Fighting for men – One of
the most undignified things that any woman can do is to fight, argue, or curse
another woman over a man. It's a disgusting trend that used to be a school girl
thing, but today
adult women are doing it too. If both of you are in conflict – because his
choice is not clear - then that means that he's really not into any of you.
He's probably playing both of you. That man really does
not deserve love or attention from either one of you. Let him go.
3.
Joining female Cliques –
Women who make you feel unwelcome and unwanted within their circle of friends
are not to be trusted. Women cliques have become common in the workplace, at
church, in the
neighborhood. Cliques are the dwelling place of insecure women. Women who join
cliques are seeking refuge from their own lack of confidence by cocooning
themselves within this circle of supposed exclusivity. Again, the need to
belong to, or be part of a clique is also a sign of deeper insecurities.
Beware, cliques are usually encouraged and thrive on a type of gang mentality.
4.
Undermining each other –
Beware of any woman who can never celebrate your accomplishments with you. It
could be a new boyfriend, a promotion, an award, a new job, a new acquisition,
weight loss. If she has nothing positive to say to you about it, does not show emotional
support, or chooses to remain silent she is not a true friend. Real friends
know how to recognize and genuinely rejoice for
our successes with pride.
5.

**INFORMATION SUPPLIED**
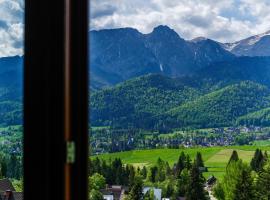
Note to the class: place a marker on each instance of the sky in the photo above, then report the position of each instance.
(221, 20)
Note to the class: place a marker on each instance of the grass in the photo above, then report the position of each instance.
(261, 143)
(215, 158)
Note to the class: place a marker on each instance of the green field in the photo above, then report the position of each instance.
(215, 158)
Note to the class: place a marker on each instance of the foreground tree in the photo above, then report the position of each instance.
(263, 183)
(182, 183)
(257, 161)
(149, 195)
(234, 157)
(238, 182)
(95, 195)
(198, 160)
(195, 188)
(136, 192)
(97, 182)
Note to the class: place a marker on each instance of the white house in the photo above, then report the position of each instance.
(108, 197)
(157, 192)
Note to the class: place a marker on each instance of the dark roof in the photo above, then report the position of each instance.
(116, 191)
(17, 196)
(5, 185)
(13, 196)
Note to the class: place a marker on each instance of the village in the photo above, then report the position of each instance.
(109, 140)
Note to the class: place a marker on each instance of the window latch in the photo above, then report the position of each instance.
(71, 152)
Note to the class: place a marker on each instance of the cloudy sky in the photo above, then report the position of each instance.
(222, 20)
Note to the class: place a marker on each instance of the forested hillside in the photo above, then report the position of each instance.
(158, 102)
(136, 102)
(221, 107)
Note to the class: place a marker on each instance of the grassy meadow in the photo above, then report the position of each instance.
(215, 158)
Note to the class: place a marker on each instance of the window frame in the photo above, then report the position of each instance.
(47, 173)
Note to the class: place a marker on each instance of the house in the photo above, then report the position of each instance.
(210, 182)
(157, 192)
(7, 191)
(114, 192)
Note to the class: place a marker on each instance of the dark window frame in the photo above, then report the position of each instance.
(47, 175)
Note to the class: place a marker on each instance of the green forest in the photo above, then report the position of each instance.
(156, 102)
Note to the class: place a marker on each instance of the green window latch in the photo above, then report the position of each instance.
(71, 150)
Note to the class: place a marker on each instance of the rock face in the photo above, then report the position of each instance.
(258, 45)
(120, 54)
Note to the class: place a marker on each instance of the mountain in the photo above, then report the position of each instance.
(121, 54)
(163, 103)
(11, 87)
(258, 45)
(219, 74)
(221, 107)
(257, 118)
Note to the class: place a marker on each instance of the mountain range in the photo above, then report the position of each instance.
(117, 55)
(162, 81)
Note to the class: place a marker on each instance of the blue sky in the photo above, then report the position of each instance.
(222, 20)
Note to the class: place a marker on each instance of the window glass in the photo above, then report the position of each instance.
(11, 95)
(179, 99)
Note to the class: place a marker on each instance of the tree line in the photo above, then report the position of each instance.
(183, 179)
(245, 181)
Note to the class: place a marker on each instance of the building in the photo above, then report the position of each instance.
(157, 192)
(8, 192)
(114, 192)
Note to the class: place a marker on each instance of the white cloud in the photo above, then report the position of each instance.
(11, 27)
(222, 20)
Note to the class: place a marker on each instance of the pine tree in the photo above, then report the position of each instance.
(180, 164)
(136, 192)
(263, 183)
(182, 183)
(144, 172)
(257, 161)
(198, 160)
(244, 188)
(188, 162)
(234, 157)
(195, 188)
(238, 182)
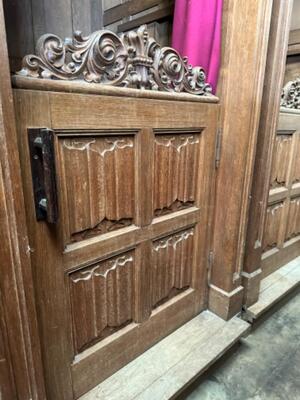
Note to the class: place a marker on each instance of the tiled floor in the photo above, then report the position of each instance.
(265, 367)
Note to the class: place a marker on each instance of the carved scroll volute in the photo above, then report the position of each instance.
(290, 97)
(133, 60)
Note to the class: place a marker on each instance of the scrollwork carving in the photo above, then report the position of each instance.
(131, 60)
(290, 97)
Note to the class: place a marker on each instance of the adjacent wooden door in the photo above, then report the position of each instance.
(282, 227)
(122, 260)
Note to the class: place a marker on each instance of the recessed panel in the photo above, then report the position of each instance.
(172, 258)
(102, 297)
(281, 160)
(293, 223)
(97, 184)
(175, 171)
(272, 226)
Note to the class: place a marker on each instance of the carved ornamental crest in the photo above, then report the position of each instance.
(290, 97)
(131, 60)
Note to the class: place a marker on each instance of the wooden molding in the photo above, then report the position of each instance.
(290, 97)
(132, 59)
(18, 314)
(294, 43)
(243, 50)
(277, 49)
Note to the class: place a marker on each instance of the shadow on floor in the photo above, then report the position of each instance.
(264, 366)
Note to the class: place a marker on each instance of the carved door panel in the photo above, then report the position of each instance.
(125, 263)
(282, 227)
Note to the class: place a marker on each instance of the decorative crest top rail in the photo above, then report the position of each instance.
(290, 97)
(131, 60)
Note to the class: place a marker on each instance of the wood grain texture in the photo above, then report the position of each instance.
(172, 266)
(96, 310)
(18, 311)
(282, 228)
(165, 370)
(243, 50)
(107, 309)
(175, 161)
(97, 184)
(27, 20)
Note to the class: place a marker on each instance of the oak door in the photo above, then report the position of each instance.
(281, 241)
(121, 261)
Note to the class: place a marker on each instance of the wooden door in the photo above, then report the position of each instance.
(281, 241)
(125, 263)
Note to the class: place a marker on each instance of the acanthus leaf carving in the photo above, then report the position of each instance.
(290, 97)
(132, 59)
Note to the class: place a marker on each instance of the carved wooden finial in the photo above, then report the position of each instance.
(132, 59)
(290, 97)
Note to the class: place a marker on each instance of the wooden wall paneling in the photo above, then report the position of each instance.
(7, 384)
(281, 233)
(153, 267)
(274, 76)
(19, 29)
(27, 20)
(245, 44)
(32, 110)
(16, 284)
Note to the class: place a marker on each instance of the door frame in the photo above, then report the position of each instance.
(19, 323)
(273, 83)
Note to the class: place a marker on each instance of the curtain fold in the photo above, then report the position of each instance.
(197, 34)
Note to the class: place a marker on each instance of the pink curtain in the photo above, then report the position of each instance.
(197, 34)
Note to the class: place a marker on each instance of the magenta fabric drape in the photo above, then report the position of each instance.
(197, 34)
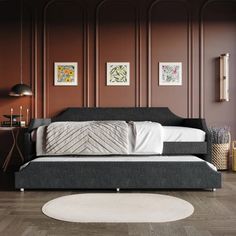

**REQUIRED TASK A**
In the passage about how women treat one another, why does the writer say the man two women fight over deserves love or attention from neither of them? Answer in one to three sentences.
**REQUIRED TASK B**
Write the next part of the list of ways women treat one another, starting after the last sentence shown.

**TASK RESULT A**
If the two women are in conflict because his choice is not clear, that means he is really not into either of them. He is probably playing both, so he deserves love or attention from neither.

**TASK RESULT B**
Competing against each other
– You need to get this straight. There will always be another woman with nicer
hair, a more caring husband or boyfriend, better behaved children, a better
paying job, a bigger house, a more fashionable wardrobe – there will always be
some woman with more of what you don't have. Consequently, the only person that
you need to compete against is yourself. Strive to be the best that you can be
- for you. Competing against other women to prove yourself superior is a financial
and emotional drainer. Because of this mindless competition we become mean,
envious and hypocritical. It is pointless.
6.
Disrespecting boundaries –
To survive peacefully every relationship and every friendship must have clear
boundaries. Good relationships operate within margins of respect. Within this
level of respect,
privacy and intimacy are keywords. Yes, you are my friend, but that doesn't
give me the right to walk into your bedroom or your kitchen, unbeknownst to
you, and help myself to your stuff. I don't do this
not because you won't allow me to, but because I respect your privacy and your
things. Consequently, we both need to know and respect each other's levels of
privacy and intimacy.
7.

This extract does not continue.